Text shown START

While I haven’t had a serious relationship for what seems like forever now, it feels like everyone around me is either engaged, back from their honeymoon already, or are starting to have kids. Each time my group of twenty-somethings announce their joyful news I am reminded of two thoughts. First, when did we start to be “that group?” You know, that generation that has finally grown up and are marrying off, popping out children faster than you can say “Congratulations”? Where was I during our coming-of-age movement? Was I still sleeping past my alarm clock into the late afternoon?
“Why not me?” is usually followed thereafter. I’ve always been one driven by my education and career. Sure I want to get married and have kids with the white picket fence and dog just like every other little girl dreams. But something in my genetic code, I think, makes me different from all the other little girls. After years of sacrifice, I’ve gotten my education. I opened the door and stepped right in to my fabulous career. It was after I crossed the finish line when I began to think, Now what? I suddenly had more free time then I knew what to do with and an emptiness in my life. And that’s when my heart started longing for what I was missing most. Love.

Text shown END
Record extracts START

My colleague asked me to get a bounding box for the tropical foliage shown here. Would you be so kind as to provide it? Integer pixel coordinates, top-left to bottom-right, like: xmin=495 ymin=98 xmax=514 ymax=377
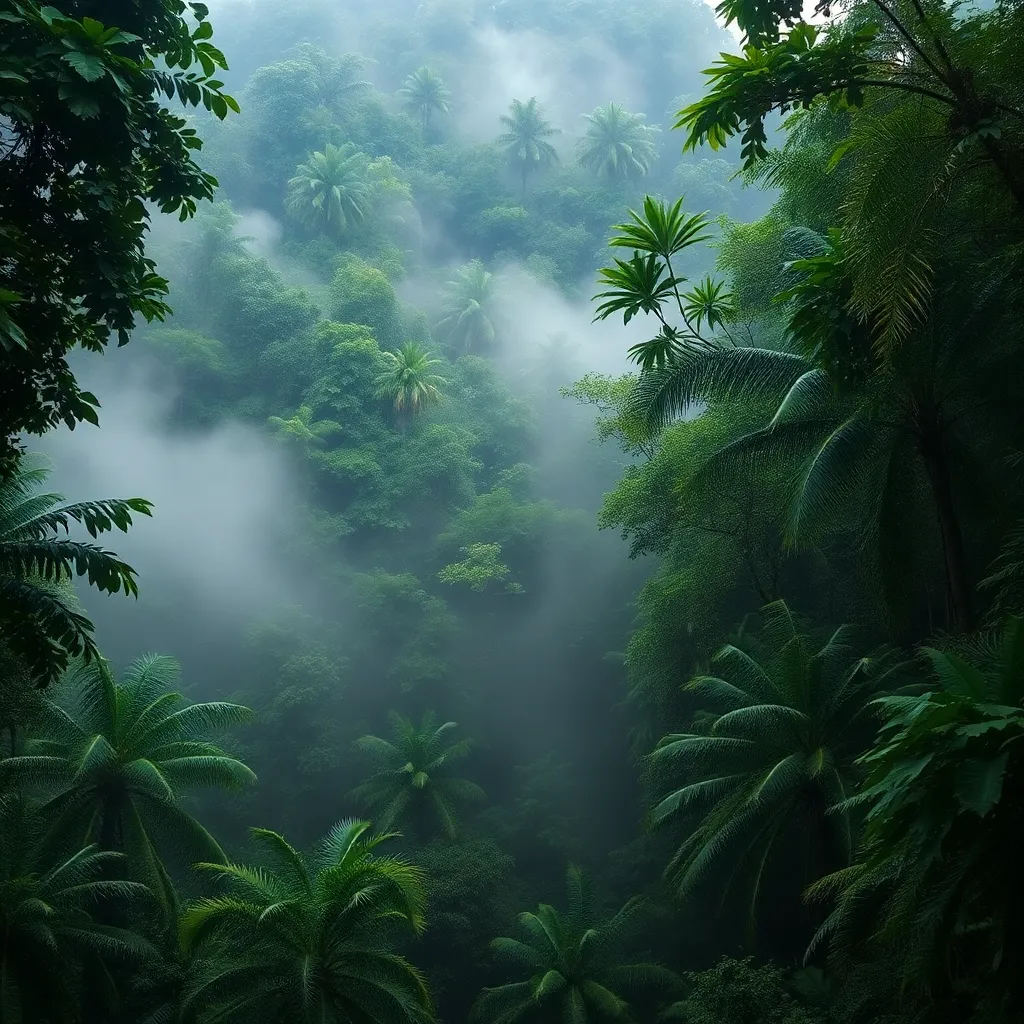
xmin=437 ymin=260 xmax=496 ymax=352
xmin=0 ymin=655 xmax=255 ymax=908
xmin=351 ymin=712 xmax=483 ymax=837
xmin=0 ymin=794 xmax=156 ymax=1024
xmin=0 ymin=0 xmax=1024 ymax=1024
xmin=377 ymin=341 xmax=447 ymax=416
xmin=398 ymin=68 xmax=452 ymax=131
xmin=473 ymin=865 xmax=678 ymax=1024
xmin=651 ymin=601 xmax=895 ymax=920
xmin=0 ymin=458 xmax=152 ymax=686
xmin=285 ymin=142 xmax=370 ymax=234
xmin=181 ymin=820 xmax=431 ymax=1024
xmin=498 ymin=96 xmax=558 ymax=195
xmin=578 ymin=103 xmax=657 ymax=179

Record extracts END

#### [What you will do]
a – Reproduce the essay between "While I haven’t" and "the late afternoon?", inclusive.
b – In the essay, what has the writer always been driven by?
Draw only on the essay to respond.

#### [Solutions for each task]
a –
While I haven’t had a serious relationship for what seems like forever now, it feels like everyone around me is either engaged, back from their honeymoon already, or are starting to have kids. Each time my group of twenty-somethings announce their joyful news I am reminded of two thoughts. First, when did we start to be “that group?” You know, that generation that has finally grown up and are marrying off, popping out children faster than you can say “Congratulations”? Where was I during our coming-of-age movement? Was I still sleeping past my alarm clock into the late afternoon?

b – Education and career.